Enterprise admins can control local Codex behavior in two ways:
- Requirements: admin-enforced constraints that users can’t override.
- Managed defaults: starting values applied when Codex launches. Users can still change settings during a session; Codex reapplies managed defaults the next time it starts.
Admin-enforced requirements (requirements.toml)
Requirements constrain security-sensitive settings (approval policy, sandbox mode, web search mode, and optionally which MCP servers can be enabled). When resolving configuration (for example from config.toml, profiles, or CLI config overrides), if a value conflicts with an enforced requirement, Codex falls back to a requirements-compatible value and notifies the user. If an mcp_servers allowlist is configured, Codex enables an MCP server only when both its name and identity match an approved entry; otherwise, Codex disables it.
For the exact key list, see the requirements.toml section in Configuration Reference.
Locations and precedence
Requirements layers are applied in this order (earlier wins per field):
- Cloud-managed requirements (ChatGPT Business or Enterprise)
- macOS managed preferences (MDM) via
com.openai.codex:requirements_toml_base64 - System
requirements.toml(/etc/codex/requirements.tomlon Unix systems, including Linux/macOS)
Across layers, requirements are merged per field: if an earlier layer sets a field (including an empty list), later layers do not override that field, but lower layers can still fill fields that remain unset.

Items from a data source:
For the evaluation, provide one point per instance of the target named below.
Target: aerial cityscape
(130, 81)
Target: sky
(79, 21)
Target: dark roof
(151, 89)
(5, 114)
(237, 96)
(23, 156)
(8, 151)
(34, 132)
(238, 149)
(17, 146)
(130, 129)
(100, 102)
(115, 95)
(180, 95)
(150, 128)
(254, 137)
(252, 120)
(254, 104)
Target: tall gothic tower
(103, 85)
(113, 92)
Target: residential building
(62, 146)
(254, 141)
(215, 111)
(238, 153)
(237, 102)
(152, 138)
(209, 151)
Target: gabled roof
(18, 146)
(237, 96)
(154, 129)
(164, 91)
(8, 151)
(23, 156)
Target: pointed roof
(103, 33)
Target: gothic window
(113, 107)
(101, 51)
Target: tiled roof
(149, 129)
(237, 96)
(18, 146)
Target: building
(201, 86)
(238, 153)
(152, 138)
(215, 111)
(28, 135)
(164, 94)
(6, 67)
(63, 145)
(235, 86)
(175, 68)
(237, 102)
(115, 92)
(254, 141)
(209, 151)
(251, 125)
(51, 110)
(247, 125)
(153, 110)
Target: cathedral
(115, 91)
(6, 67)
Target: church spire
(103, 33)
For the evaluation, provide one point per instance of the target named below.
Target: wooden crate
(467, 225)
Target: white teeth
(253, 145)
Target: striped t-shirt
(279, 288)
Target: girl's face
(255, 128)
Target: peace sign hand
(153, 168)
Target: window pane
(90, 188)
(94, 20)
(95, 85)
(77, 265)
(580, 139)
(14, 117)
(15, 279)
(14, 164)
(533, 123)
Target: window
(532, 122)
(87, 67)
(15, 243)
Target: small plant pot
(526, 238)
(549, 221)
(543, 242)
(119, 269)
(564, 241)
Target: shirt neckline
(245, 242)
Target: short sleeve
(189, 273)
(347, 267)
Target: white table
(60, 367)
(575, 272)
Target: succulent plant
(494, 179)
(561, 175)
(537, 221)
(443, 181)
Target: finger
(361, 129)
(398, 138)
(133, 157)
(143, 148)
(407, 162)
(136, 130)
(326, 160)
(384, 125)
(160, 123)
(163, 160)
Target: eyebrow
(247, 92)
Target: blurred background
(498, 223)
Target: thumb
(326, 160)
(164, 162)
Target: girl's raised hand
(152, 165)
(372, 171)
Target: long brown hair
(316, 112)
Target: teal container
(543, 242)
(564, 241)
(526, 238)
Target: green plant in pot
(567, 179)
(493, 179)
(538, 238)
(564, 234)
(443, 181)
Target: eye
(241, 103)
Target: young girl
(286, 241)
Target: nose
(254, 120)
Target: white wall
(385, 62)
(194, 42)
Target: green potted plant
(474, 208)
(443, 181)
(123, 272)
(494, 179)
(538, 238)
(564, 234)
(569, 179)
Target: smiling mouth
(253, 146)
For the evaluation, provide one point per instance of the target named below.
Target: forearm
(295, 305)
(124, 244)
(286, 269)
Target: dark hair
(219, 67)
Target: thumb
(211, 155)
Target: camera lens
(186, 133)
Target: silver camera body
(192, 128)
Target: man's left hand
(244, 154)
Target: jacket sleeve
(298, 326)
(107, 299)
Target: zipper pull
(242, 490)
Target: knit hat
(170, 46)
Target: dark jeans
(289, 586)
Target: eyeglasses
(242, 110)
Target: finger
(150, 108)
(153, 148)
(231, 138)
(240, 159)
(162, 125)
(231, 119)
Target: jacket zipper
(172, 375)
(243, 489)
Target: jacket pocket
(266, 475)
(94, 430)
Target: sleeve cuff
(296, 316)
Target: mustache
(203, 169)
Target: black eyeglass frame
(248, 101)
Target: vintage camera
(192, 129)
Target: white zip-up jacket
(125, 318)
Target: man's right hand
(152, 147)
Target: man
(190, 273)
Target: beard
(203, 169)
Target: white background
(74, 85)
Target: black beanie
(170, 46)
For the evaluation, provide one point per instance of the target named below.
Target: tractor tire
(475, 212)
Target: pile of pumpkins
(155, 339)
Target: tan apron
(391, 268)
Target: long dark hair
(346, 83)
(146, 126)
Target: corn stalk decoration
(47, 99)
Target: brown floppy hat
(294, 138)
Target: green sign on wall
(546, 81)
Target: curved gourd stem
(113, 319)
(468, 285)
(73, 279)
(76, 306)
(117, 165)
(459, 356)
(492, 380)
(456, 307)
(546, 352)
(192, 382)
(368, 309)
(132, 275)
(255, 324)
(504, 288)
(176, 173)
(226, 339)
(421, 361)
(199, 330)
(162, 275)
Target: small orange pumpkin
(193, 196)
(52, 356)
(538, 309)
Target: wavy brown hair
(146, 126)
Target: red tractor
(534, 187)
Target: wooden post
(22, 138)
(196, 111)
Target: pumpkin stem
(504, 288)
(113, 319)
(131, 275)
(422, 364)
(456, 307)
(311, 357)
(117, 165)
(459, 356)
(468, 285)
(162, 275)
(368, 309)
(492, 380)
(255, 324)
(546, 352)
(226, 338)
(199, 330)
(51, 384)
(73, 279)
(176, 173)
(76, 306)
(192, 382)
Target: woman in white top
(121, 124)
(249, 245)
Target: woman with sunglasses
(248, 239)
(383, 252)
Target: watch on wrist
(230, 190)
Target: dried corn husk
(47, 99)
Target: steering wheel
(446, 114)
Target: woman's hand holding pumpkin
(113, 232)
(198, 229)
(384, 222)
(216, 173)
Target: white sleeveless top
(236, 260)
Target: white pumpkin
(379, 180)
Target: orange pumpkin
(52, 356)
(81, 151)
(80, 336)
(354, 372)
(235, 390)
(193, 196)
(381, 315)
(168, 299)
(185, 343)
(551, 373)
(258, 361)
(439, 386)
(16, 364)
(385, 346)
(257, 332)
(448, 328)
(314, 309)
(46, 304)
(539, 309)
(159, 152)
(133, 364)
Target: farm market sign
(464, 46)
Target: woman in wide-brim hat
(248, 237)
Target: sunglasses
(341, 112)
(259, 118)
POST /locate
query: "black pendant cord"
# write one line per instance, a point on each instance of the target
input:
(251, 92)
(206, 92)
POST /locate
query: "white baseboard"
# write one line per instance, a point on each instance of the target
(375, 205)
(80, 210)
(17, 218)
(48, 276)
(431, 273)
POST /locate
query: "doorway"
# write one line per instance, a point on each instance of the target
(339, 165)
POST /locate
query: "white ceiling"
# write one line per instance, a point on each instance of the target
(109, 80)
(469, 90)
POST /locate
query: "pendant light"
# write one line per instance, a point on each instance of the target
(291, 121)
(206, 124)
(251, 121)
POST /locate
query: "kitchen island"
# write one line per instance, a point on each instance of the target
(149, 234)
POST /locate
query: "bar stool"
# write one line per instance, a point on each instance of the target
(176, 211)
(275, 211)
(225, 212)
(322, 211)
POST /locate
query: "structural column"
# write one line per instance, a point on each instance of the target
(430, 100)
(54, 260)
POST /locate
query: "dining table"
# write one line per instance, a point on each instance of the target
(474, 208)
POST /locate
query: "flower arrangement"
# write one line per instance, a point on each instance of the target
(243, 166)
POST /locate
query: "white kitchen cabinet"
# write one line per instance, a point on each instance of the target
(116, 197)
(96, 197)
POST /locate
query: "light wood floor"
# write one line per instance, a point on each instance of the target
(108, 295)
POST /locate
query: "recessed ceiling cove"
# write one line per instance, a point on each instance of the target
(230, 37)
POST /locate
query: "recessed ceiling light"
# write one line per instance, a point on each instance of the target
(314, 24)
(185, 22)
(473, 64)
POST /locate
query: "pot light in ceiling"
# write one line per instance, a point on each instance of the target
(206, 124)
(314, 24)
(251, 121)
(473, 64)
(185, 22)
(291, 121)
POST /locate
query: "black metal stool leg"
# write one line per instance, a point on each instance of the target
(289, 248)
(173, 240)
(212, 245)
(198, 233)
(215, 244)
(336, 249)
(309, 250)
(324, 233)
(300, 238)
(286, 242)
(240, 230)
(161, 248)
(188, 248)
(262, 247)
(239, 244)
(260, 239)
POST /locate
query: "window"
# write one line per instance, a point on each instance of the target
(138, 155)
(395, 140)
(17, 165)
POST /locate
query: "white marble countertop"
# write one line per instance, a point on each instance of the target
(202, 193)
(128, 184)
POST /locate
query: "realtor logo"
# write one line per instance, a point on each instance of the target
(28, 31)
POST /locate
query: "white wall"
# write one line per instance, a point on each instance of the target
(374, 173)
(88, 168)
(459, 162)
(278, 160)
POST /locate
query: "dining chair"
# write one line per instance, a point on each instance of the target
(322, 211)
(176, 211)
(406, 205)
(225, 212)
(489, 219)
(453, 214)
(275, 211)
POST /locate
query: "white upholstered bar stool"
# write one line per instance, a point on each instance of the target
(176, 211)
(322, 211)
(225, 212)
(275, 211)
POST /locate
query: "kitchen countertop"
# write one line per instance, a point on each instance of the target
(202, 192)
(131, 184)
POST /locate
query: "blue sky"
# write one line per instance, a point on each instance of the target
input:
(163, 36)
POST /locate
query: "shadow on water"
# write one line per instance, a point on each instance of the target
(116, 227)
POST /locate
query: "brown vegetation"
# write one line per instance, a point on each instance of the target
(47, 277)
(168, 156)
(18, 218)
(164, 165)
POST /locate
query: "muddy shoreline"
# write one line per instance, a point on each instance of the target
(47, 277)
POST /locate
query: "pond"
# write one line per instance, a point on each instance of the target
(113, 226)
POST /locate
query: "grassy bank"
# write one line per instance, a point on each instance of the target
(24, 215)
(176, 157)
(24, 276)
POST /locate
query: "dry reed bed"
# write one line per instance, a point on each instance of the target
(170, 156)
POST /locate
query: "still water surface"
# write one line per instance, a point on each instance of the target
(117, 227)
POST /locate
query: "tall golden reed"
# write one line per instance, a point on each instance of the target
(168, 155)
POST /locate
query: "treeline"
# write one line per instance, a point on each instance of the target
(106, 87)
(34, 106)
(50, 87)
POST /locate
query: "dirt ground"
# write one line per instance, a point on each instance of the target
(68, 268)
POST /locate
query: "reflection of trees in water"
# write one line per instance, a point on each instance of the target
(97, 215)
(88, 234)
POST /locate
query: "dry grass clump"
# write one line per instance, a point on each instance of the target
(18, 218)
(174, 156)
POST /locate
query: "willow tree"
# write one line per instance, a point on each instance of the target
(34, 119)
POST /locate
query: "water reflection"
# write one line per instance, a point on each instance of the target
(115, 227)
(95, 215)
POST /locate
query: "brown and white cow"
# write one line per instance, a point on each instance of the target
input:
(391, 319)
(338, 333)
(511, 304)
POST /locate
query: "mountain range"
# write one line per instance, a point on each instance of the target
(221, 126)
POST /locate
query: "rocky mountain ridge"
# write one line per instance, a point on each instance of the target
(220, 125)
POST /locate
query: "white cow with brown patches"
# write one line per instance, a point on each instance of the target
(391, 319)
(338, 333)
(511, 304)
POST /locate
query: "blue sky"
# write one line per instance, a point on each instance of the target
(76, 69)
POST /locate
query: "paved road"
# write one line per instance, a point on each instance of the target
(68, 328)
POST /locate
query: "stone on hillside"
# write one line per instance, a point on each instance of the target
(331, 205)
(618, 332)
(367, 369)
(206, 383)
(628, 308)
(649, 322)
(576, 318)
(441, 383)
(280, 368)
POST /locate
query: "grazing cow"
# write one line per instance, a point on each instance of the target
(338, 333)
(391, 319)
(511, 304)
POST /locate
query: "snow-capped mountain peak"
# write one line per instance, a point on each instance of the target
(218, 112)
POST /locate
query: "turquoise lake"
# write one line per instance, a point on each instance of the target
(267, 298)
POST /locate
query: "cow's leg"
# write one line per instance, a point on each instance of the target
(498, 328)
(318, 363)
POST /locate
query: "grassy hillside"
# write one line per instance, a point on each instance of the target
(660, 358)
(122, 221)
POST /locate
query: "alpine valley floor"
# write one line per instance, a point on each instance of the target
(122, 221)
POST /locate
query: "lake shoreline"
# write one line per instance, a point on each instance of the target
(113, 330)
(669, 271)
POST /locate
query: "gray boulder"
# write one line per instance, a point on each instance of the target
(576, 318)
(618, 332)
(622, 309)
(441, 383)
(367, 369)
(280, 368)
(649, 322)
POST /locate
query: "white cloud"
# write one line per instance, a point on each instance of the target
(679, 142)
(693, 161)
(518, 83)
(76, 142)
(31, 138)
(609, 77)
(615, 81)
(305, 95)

What is needed — Write out the passage of the text on managed Codex settings word for word, starting at "- macOS managed" and ending at "systems, including Linux/macOS)".

Response to this task —
- macOS managed preferences (MDM) via
com.openai.codex:requirements_toml_base64 - System
requirements.toml(/etc/codex/requirements.tomlon Unix systems, including Linux/macOS)